» OBJETIVO DO EXERCÍCIO
Dê prosseguimento ao texto sobre Zé Keti, começando logo após a última frase apresentada.

Zé Keti

Zé Keti talvez seja um dos poucos que poderiam compor um verso que diz “Eu sou o samba / a voz do morro sou eu mesmo, sim senhor”. Bamba da melhor qualidade, José Flores de Jesus(1921-1999) na infância era “Zé Quieto” ou “Zé Quietinho”, por conta do seu temperamento mais introspectivo. Natural do bairro de Inhaúma, no subúrbio carioca, era neto do flautista e pianista João Dionísio Santana, que promovia saraus musicais em sua casa, frequentados por nomes como Pixinguinha e Cândido das Neves. Essa atmosfera musical, vivida desde cedo, moldou o ouvido e o coração de um artista que faria história como um dos grandes cronistas do povo do Rio.

Zé Keti, em 1972. Arquivo Nacional / Fundo Correio da Manhã

Antes de ser reconhecido como um dos mais célebres sambistas da cidade,, Zé Keti exerceu diversos ofícios: foi operário, engraxate, lanterninha de cinema e até estivador no cais do porto. Essa vivência com o povo trabalhador alimentou o caráter de suas letras, marcadas menos pelas canções de amor e mais pela crítica social e pela valorização das favelas e dos subúrbios cariocas. Em 1955, seu samba “A Voz do Morro” embalou o filme Rio 40 Graus, de Nelson Pereira dos Santos, um marco do Cinema Novo. Além de compositor, Zé Keti atuou como segundo assistente de câmera e também como ator. O longa seguinte de Nelson, Rio, Zona Norte (1957), foi livremente inspirado em sua trajetória, com Grande Otelo interpretando o sambista Espírito da Luz — um tributo simbólico ao próprio Zé Keti.

» DADOS FORNECIDOS
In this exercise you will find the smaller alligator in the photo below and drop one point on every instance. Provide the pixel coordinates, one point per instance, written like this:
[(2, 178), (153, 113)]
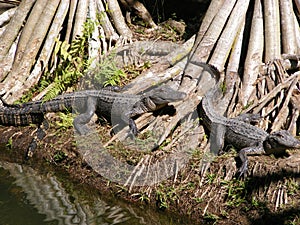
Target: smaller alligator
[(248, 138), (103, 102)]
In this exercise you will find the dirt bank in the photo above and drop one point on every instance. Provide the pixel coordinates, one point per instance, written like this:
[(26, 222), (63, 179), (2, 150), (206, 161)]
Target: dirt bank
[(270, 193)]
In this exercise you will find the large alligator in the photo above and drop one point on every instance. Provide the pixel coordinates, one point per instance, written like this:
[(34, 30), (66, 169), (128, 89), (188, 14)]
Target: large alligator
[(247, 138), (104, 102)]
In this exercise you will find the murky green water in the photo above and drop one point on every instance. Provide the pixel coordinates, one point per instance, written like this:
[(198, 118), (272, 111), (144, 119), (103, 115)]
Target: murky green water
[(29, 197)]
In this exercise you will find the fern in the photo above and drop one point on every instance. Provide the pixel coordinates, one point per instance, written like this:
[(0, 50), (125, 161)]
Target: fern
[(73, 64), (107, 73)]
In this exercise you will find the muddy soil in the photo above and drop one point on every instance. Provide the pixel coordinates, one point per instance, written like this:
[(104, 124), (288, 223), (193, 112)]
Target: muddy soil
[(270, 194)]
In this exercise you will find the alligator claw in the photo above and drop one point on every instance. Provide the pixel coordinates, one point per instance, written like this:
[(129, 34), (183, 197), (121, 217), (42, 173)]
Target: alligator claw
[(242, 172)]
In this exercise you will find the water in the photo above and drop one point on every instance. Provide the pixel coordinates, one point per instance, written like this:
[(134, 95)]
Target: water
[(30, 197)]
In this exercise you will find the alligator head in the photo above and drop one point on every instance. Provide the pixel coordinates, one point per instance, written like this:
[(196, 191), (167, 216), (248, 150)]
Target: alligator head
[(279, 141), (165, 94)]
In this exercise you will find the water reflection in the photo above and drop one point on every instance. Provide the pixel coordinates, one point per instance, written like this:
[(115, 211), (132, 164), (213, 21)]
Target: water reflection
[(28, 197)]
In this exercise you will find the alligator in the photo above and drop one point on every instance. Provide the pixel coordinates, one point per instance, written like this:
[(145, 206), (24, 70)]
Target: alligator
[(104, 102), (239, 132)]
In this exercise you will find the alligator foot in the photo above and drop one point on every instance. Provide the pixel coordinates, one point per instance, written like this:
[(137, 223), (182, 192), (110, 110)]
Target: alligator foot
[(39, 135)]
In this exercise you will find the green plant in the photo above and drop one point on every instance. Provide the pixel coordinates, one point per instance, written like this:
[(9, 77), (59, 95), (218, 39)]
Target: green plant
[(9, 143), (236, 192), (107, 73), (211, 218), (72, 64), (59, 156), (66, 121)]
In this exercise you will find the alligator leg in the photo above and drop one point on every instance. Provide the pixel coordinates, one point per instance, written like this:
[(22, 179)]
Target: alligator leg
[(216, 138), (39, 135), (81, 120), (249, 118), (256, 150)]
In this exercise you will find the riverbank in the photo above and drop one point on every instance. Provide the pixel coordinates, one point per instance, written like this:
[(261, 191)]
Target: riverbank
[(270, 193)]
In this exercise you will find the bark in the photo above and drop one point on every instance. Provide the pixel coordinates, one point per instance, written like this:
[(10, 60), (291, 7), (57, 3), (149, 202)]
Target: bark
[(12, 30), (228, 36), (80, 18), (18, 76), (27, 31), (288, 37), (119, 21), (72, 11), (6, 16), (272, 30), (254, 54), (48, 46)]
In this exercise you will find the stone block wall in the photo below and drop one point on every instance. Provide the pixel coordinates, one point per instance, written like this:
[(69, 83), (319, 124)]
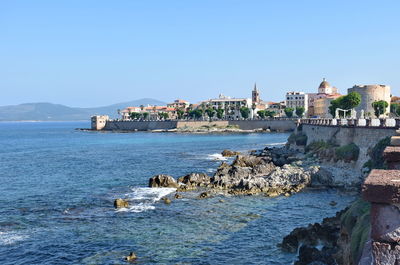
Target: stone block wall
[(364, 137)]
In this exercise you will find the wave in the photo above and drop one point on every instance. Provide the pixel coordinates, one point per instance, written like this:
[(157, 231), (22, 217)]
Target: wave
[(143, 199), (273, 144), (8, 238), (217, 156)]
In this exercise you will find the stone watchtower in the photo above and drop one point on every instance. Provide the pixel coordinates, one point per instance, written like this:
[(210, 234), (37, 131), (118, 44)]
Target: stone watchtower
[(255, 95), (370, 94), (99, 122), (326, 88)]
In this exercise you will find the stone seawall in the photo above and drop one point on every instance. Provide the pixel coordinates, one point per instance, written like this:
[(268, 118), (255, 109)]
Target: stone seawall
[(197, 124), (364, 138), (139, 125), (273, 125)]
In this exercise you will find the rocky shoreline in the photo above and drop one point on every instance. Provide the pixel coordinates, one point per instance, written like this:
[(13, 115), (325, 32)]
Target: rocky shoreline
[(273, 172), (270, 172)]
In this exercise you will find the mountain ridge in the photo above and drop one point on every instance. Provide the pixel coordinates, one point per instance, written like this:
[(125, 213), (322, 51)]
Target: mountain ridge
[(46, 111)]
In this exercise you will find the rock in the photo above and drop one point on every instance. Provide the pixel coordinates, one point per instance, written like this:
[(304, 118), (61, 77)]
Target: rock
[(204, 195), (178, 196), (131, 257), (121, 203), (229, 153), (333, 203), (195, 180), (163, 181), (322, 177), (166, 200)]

---

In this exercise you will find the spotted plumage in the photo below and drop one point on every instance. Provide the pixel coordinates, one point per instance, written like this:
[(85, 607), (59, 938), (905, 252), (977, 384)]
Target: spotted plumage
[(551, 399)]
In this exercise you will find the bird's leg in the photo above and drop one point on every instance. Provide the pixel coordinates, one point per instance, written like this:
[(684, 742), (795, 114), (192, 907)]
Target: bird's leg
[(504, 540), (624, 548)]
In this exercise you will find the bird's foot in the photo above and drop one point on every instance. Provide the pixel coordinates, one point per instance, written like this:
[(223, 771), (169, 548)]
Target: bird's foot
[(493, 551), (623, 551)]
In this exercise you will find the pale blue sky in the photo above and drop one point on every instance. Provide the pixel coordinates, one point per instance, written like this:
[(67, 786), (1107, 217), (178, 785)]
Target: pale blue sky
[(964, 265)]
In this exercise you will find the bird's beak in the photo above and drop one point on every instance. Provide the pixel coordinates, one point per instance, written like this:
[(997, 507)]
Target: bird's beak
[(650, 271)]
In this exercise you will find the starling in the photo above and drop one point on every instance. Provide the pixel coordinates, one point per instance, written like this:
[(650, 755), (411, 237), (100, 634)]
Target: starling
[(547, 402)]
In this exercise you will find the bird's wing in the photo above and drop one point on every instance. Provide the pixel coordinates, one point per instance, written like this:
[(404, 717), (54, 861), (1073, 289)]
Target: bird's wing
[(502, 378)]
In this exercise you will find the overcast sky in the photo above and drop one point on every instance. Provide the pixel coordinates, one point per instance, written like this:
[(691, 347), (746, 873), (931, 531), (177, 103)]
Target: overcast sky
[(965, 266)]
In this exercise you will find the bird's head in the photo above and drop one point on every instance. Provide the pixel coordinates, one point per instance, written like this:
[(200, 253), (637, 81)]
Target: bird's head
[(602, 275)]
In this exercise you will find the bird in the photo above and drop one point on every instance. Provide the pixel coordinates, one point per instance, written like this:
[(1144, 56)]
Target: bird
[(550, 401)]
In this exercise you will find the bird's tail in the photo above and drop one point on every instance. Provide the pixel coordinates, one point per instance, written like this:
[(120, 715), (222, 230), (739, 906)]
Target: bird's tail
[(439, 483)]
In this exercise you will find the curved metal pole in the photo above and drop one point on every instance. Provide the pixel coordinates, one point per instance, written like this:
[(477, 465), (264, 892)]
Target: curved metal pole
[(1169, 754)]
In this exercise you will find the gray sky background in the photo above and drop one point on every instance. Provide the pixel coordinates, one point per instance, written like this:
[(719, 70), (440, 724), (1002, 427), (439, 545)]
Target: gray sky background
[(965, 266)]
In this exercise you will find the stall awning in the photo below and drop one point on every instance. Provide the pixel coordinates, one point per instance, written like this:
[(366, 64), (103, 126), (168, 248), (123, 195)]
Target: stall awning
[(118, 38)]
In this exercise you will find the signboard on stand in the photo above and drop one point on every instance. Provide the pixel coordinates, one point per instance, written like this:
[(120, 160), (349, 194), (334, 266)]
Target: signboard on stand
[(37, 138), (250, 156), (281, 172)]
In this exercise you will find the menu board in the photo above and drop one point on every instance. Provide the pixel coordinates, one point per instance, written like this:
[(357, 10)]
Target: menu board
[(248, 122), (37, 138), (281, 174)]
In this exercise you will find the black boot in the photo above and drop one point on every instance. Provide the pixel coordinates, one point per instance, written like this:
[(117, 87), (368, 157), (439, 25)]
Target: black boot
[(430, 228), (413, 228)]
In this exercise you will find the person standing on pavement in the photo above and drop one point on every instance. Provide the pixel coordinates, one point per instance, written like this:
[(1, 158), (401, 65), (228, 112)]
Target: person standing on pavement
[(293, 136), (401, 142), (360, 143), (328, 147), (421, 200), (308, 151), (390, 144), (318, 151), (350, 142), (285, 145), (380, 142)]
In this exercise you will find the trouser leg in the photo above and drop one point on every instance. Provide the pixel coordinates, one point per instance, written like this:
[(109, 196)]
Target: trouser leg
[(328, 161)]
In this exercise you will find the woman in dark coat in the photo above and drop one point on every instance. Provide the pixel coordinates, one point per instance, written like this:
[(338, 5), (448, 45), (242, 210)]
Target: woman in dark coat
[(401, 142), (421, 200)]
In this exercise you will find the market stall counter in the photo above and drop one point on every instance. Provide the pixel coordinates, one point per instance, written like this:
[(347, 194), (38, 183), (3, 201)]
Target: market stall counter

» RESPOSTA ESCRITA
Em 1962, criou o grupo A Voz do Morro, ao lado de Elton Medeiros, Paulinho da Viola (seu pupilo, como diziam), Anescarzinho do Salgueiro, Jair do Cavaquinho, José da Cruz, Oscar Bigode e Nelson Sargento. O conjunto se tornou uma verdadeira escola do samba moderno e lançou três discos que hoje são considerados documentos fundamentais da música popular brasileira.

Zé Keti contracenando com Nara Leão durante o espetáculo “Opinião”, com texto de Oduvaldo Viana Filho (Vianinha), Paulo Pontes e Armando Costa e dirigido por Augusto Boal, em 1964.

Pouco depois, em 1964, Zé Keti participou do histórico espetáculo Opinião, ao lado de João do Vale e Nara Leão (que fez o convite ao sambista e depois substituída por Maria Bethânia). O show misturava música e teatro para demarcar uma oposição à ditadura militar, estabelecida meses antes do espetáculo, tornando-se um símbolo da resistência cultural e política da época. Foi nesse contexto que ele se afirmou como a “voz do morro”, levando o samba e as vozes do povo para o centro da cena intelectual brasileira.

Em 1965, lançou o samba “Acender as Velas”, um retrato pungente da desigualdade social e da vida nas favelas, que foi imortalizado na voz de Elis Regina. Outras composições de grande destaque incluem “Máscara Negra”, e “Diz que Fui por Aí”, parceria com Hortênsio Rocha, eternizada por Nara Leão e Zimbo Trio.

Na década de 1980, Zé Keti chegou a viver um período de ostracismo na música brasileira. Em 1987, teve o primeiro derrame cerebral. As dificuldades seguiram, até que, na década de 1990, sua obra foi novamente revisitada. Em 1996, o álbum “75 Anos de Samba” contou com a participação de Zeca Pagodinho, Monarco, Wilson Moreira e Cristina Buarque. Mas principalmente, a presença do cantor ao lado de Marisa Monte e da Velha Guarda da Portela, cantando clássicos do samba, reacendeu seu prestígio no cenário musical. Em 1998, ganhou o Prêmio Shell pelo conjunto de sua obra: mais de 200 músicas. O cantor e compositor morreu de falência múltipla dos órgãos aos 78 anos em 1999. Sua vida e obra, porém, são eternas. Verdadeiros hinos do cancioneiro popular, o samba em sua essência.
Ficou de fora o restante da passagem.